Problem to solve » Write the next part of the description of the tube-bundle heat exchanger for a stationary fluidized bed, starting after its final sentence.

This invention relates to a heat exchanger comprising a bundle of substantially parallel heat exchanger tubes for use in a primarily stationary fluidized bed, in which solid particles are put into a fluidized condition by supplying a fluid or gas stream, for heating or cooling the fluidized solids and the medium in the tubes.

In a stationary or bubble-forming fluidized bed, solid particles are put into a fluidized condition by supplying a fluid or gas stream, in particular fluidizing air, in which a close contact occurs between the fluidized material and the fluidizing medium. The fluidizing air generally is introduced into the solids bed from below through a gas distributor, in order to achieve a uniform fluidization. In the fluidized bed, a treatment of the fluidized material then is effected by heat and/or mass transfer, before the same is withdrawn from the fluidized bed. The heat or mass transfer is influenced by the bubble size of the fluidizing air introduced into the fluidized bed.

For heat treatment of the solid particles in the fluidized bed, it is also known to provide a shell-and-tube heat exchanger in the same, through which a heating or cooling medium is passed, in order to heat or cool the fluidized material. Usually, these tube bundles consist of few, relatively large heat exchanger tubes, in order to avoid clogging of the bundles. The heat exchanger tubes influence the flow of the fluidizing air in the fluidized bed.

It is the object of the present invention to optimize the heat transfer in a stationary fluidized bed.

In a heat exchanger as mentioned above, this object substantially is solved with the invention in that the horizontal clear tube spacings lie in the range from 10 to 30 mm, preferably 12 to 20 mm, and that the vertical clear tube spacings are 15 to 50 mm, preferably 20 to 30 mm. The diameter of the heat exchanger tubes should be about 15 to 50 mm, preferably between about 20 and 30 mm.

Surprisingly, it was found out that the use of such heat exchanger as compared to conventional heat exchangers with greater tube pitches and tube diameters involves a significant reduction of the bubble size of the fluidizing medium. Due to the smaller bubbles, a more uniform mixing of the fluidizing gas with the solids is obtained. As a result, the heat transfer in the system of fluidizing gas, solids, bundle, heating/cooling medium in the heat exchanger tubes is improved. In addition, the reduced implosion energy of the gas bubbles results in a reduction of the solid material discharged from the fluidized bed. As a result, negative dust cycles are reduced and the efficiency is increased. The solution in accordance with the invention also leads to a reduction of the size of the heat ex- changer. If the object of the process is the production of energy, the medium in the tubes is the primary product to be treated and will be heated (or cooled).

In accordance with a development of the invention it is proposed to connect, in particular weld the heat exchanger tubes in the bundle via sections extending substantially vertical to the heat transfer tubes. Because of the smaller gas bubbles, a higher frequency is measured in the heat exchanger, which might easily oscillate and thereby damage the heat exchanger tube bundle. This is prevented by welding the heat exchanger tubes in the bundle to sections. Due to the vertically arranged sections, the flow of the fluidizing medium is not substan- tially influenced either.

Data provided »

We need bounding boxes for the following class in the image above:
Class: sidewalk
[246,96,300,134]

The reply »
The heat exchanger tubes can be connected with the sections via holders, wherein the heat exchanger tubes preferably are held in recesses of the sections, in order to achieve a more stable attachment and reduce the width of the heat exchanger. In accordance with a development of the invention, the sections are connected with each other via the clampings, wherein the clampings in particular are welded to the holders and/or the sections. This results in a very stiff heat ex- changer tube bundle of relatively great weight, which the bed frequencies no longer can induce to oscillate.

As simple commercially available components for the heat exchanger tube bundle, round tubes can be used for the heat exchanger tubes and square sections can be used for the stiffening sections.

This invention also relates to a fluidized-bed reactor with a heat exchanger of the type of the invention as explained above. In such fluidized-bed reactor, in particular the two essential effects are achieved, according to which on the one hand the heat transfer is improved and as a result the heat exchanger can become smaller, and on the other hand the product efficiency can be increased by reducing the fluidized produced discharged as a result of the small bubble energy.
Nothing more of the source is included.